REQUIRED TASK 1 - Report every line in the records below that contains the word "sauce", copying each such line in full.

## begin DOCUMENT TEXT

NTT and Big-Integer Multiplication
Overview
The Number Theoretic Transform (NTT) runs DFT-style butterflies over a finite ring — either a prime field $\mathbb{F}_p$ or the Fermat ring $\mathbb{Z}/(B^F + 1)$ — instead of the complex numbers. All arithmetic stays in integers, so the transform is bit-exact, which matters for big-integer arithmetic, lattice cryptography (NTRU, Kyber), and error-correcting codes.
This article ties together the two places where sangi uses NTT: the bundled
Ntt class, and the Prime NTT (three-prime NTT + CRT) path that
Int multiplication switches into above 1,250 words (MSVC) / 3,000 words (gcc/clang), with a Fermat NTT (Schönhage-Strassen) fallback for the largest operands.

## end DOCUMENT TEXT
## begin GIVEN INFORMATION

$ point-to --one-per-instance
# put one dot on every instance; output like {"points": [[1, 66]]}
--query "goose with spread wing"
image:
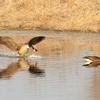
{"points": [[21, 49]]}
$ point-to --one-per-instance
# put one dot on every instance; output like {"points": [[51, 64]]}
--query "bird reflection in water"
{"points": [[92, 61], [21, 64]]}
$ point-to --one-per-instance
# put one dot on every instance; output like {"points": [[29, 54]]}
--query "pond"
{"points": [[58, 72]]}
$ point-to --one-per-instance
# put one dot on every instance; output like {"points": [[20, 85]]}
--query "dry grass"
{"points": [[79, 15]]}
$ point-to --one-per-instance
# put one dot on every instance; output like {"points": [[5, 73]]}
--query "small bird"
{"points": [[35, 70], [92, 58], [21, 49], [92, 61]]}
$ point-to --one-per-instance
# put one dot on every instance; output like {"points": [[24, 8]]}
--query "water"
{"points": [[64, 77]]}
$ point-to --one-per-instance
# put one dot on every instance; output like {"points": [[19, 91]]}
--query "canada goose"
{"points": [[21, 49], [21, 64]]}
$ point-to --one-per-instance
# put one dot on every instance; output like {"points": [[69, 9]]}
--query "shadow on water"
{"points": [[22, 64]]}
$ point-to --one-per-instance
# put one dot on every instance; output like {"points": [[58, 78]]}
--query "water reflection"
{"points": [[21, 64]]}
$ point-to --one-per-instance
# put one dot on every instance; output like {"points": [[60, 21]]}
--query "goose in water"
{"points": [[21, 49], [20, 65]]}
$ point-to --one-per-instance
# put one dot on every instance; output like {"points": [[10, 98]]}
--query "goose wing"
{"points": [[9, 42], [36, 40]]}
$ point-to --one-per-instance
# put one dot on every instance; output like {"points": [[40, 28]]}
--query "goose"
{"points": [[22, 65], [21, 49]]}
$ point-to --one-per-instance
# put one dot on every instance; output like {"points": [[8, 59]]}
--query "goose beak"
{"points": [[35, 50]]}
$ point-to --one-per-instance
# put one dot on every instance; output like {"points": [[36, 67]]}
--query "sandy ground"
{"points": [[64, 15], [64, 43]]}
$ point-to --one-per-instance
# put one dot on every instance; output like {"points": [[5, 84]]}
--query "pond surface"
{"points": [[62, 74]]}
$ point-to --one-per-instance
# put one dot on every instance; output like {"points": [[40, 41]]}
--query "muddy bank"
{"points": [[62, 44], [68, 15]]}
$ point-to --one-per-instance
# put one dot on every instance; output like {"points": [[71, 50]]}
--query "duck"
{"points": [[92, 61], [21, 49], [92, 58]]}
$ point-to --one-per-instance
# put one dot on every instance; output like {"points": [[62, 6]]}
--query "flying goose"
{"points": [[21, 64], [21, 49]]}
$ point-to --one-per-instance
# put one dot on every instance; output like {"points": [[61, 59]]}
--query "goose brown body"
{"points": [[21, 49]]}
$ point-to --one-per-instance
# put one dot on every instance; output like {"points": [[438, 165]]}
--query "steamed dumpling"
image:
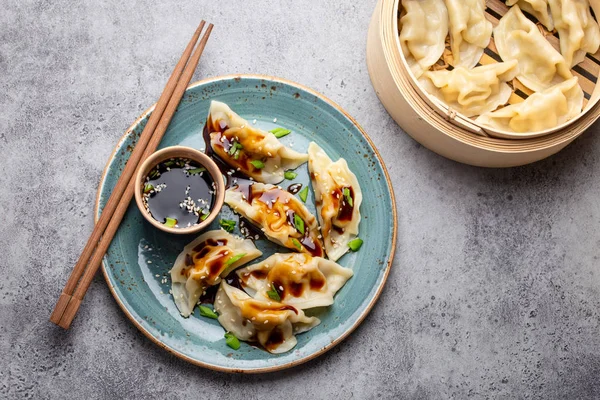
{"points": [[203, 263], [471, 92], [270, 323], [470, 31], [279, 214], [256, 153], [540, 65], [338, 199], [424, 27], [578, 31], [540, 111], [300, 280], [538, 8]]}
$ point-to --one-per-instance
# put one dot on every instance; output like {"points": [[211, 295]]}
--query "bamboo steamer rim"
{"points": [[464, 129]]}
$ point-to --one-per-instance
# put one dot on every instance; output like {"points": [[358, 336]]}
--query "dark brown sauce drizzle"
{"points": [[268, 198], [209, 296], [294, 188], [211, 128]]}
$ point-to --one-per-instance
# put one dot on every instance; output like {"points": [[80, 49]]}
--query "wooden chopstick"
{"points": [[73, 294]]}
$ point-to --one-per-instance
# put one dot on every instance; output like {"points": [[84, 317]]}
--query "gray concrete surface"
{"points": [[494, 291]]}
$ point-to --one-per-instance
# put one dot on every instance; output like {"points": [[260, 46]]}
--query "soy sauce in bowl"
{"points": [[179, 190], [179, 193]]}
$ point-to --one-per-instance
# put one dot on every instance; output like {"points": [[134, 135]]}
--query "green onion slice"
{"points": [[355, 244], [296, 244], [289, 175], [196, 170], [347, 196], [232, 341], [273, 294], [299, 223], [303, 194], [170, 222], [280, 132], [234, 259], [227, 224]]}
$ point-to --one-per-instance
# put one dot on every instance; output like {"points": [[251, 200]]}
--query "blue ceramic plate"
{"points": [[137, 263]]}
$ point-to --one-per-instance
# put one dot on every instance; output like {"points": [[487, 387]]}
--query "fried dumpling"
{"points": [[299, 280], [203, 263], [540, 111], [538, 8], [540, 65], [272, 324], [279, 214], [578, 31], [470, 31], [338, 197], [471, 91], [423, 31], [256, 153]]}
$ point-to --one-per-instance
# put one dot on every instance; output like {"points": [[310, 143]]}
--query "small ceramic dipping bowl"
{"points": [[173, 181]]}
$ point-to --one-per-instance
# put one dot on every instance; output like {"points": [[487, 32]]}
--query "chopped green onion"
{"points": [[299, 223], [234, 259], [303, 194], [296, 244], [232, 341], [208, 312], [257, 164], [196, 170], [227, 224], [170, 222], [355, 244], [153, 174], [235, 147], [289, 175], [348, 197], [273, 294], [280, 132]]}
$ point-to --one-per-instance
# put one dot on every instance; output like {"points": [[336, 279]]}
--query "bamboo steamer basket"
{"points": [[440, 129]]}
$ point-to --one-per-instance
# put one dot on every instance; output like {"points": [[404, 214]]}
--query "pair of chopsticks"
{"points": [[112, 214]]}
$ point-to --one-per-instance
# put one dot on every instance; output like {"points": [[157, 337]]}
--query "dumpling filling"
{"points": [[204, 262], [338, 199], [256, 153], [295, 279], [279, 214]]}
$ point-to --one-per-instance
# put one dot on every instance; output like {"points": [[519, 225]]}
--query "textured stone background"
{"points": [[494, 291]]}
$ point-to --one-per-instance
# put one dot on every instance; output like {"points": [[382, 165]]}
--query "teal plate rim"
{"points": [[363, 313]]}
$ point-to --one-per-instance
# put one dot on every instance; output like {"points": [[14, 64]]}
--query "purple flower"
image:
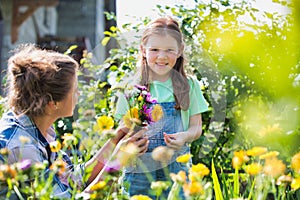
{"points": [[150, 99], [112, 166], [141, 87], [25, 164]]}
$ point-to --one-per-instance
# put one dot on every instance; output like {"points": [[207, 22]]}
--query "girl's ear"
{"points": [[143, 50]]}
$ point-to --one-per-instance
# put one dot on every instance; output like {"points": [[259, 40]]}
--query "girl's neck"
{"points": [[160, 78]]}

## end GIVEN INFORMATION

REQUIRED TASK 2 - Write out the whole article on NTT and big-integer multiplication again, word for word, with nothing left out or changed.

WORKED ANSWER 1 -
--query "dark brown sauce drizzle"
--query "soy sauce in bowl"

WORKED ANSWER 2 -
NTT and Big-Integer Multiplication
Overview
The Number Theoretic Transform (NTT) runs DFT-style butterflies over a finite ring — either a prime field $\mathbb{F}_p$ or the Fermat ring $\mathbb{Z}/(B^F + 1)$ — instead of the complex numbers. All arithmetic stays in integers, so the transform is bit-exact, which matters for big-integer arithmetic, lattice cryptography (NTRU, Kyber), and error-correcting codes.
This article ties together the two places where sangi uses NTT: the bundled
Ntt class, and the Prime NTT (three-prime NTT + CRT) path that
Int multiplication switches into above 1,250 words (MSVC) / 3,000 words (gcc/clang), with a Fermat NTT (Schönhage-Strassen) fallback for the largest operands.